Exercise details:
Copy out the passage of the article on the 1974 Miami DEA building collapse below from "Initial speculation centered" to "weakening it catastrophically.", word for word.

Excerpt provided:
1974 Miami DEA building collapse
- Date: August 5, 1974; 51 years ago
- Time: Approximately 10:24 a.m. EDT (UTC−4)
- Location: 25°47′10″N 80°11′28″W﻿ / ﻿25.786°N 80.191°W;
- Deaths: 7
- Injuries: 15

= 1974 Miami DEA building collapse =

Catastrophic building collapse in Miami

On August 5, 1974, at 10:24 a.m. EDT, a federal office building housing the US Drug Enforcement Administration (DEA) Miami Field Division office in downtown Miami, Florida, United States, collapsed after the roof caved in, causing the deaths of seven DEA employees and injuries to 15 others.

Initial speculation centered on a theory that the cars parked on a six-inch-thick slab of concrete on the roof were too heavy, causing the collapse. Investigations later concluded that resurfacing of the parking lot combined with salt in the sand had eroded the supporting steel structure of the building, weakening it catastrophically.

==Background==
The building had been constructed in 1925, making it 49 years old at the time of the collapse. It had undergone a full engineering inspection in 1968 before the DEA office was cleared to move into the building. The structure underwent some renovations in 1971, the same year that the DEA moved into the building. It was located near the current site of the Adrienne Arsht Center for the Performing Arts at 1201 NE 2nd Avenue, Miami.

In 1974, between 125 and 150 people worked in the building, although not all were on site when the building collapsed.

==Collapse==
The collapse occurred at 10:24 a.m. EDT on Monday, August 5, 1974 when the roof caved in, triggering a partial collapse. People in the building thought an explosion or earthquake had occurred. Employees working in the part of the building that did not collapse were quickly told to evacuate the building. Seven people were confirmed dead due to the collapse, and 15 were injured and treated at Jackson Memorial Hospital.

Point localization data:
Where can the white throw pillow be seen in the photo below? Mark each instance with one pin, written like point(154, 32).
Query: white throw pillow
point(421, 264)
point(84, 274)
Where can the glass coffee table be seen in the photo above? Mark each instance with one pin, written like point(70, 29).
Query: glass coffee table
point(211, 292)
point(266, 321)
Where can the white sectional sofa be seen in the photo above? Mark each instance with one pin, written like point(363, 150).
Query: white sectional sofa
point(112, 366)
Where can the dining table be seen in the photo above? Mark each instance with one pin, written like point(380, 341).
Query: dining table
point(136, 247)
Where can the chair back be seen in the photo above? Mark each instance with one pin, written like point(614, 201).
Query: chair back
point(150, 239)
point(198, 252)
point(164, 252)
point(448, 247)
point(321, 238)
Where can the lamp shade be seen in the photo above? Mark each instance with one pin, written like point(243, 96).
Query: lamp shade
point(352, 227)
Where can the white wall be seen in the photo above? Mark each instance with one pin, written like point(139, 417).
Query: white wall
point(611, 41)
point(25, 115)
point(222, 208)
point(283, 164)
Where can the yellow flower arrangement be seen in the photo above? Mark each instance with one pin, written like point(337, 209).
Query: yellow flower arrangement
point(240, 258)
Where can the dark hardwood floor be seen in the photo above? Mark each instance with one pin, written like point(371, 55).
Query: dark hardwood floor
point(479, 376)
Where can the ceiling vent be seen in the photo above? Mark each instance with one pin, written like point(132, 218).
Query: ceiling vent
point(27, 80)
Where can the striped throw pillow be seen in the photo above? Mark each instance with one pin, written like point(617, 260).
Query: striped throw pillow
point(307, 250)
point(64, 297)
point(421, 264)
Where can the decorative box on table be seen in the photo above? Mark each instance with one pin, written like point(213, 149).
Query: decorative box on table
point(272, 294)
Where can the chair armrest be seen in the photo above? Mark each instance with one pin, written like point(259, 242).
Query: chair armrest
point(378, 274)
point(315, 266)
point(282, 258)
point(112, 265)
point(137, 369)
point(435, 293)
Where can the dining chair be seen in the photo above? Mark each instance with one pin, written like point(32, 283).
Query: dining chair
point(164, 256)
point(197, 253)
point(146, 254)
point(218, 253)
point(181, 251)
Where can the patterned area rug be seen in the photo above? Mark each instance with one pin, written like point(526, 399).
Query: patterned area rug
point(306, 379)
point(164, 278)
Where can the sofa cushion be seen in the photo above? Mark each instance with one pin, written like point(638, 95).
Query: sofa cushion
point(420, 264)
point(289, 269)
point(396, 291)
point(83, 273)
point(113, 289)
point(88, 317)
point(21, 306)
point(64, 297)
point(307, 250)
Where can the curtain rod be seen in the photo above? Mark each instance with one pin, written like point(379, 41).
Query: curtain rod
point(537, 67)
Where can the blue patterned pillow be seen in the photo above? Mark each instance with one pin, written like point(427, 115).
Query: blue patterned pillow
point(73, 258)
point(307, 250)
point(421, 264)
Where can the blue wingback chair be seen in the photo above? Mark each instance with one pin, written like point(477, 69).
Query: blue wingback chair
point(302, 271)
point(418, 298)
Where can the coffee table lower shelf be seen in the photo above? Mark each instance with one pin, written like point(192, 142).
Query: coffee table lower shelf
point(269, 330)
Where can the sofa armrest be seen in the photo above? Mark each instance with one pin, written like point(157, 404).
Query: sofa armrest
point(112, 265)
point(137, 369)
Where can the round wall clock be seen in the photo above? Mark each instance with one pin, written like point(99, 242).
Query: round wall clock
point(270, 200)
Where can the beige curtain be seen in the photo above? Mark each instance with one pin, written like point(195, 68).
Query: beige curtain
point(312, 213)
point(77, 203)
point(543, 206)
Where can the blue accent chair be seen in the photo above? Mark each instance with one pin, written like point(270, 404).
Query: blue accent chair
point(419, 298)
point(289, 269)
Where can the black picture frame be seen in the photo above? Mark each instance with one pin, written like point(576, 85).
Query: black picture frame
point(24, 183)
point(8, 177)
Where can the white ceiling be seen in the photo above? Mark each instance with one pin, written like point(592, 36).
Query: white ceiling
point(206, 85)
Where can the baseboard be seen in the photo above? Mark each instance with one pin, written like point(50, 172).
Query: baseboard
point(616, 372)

Result of the task:
Initial speculation centered on a theory that the cars parked on a six-inch-thick slab of concrete on the roof were too heavy, causing the collapse. Investigations later concluded that resurfacing of the parking lot combined with salt in the sand had eroded the supporting steel structure of the building, weakening it catastrophically.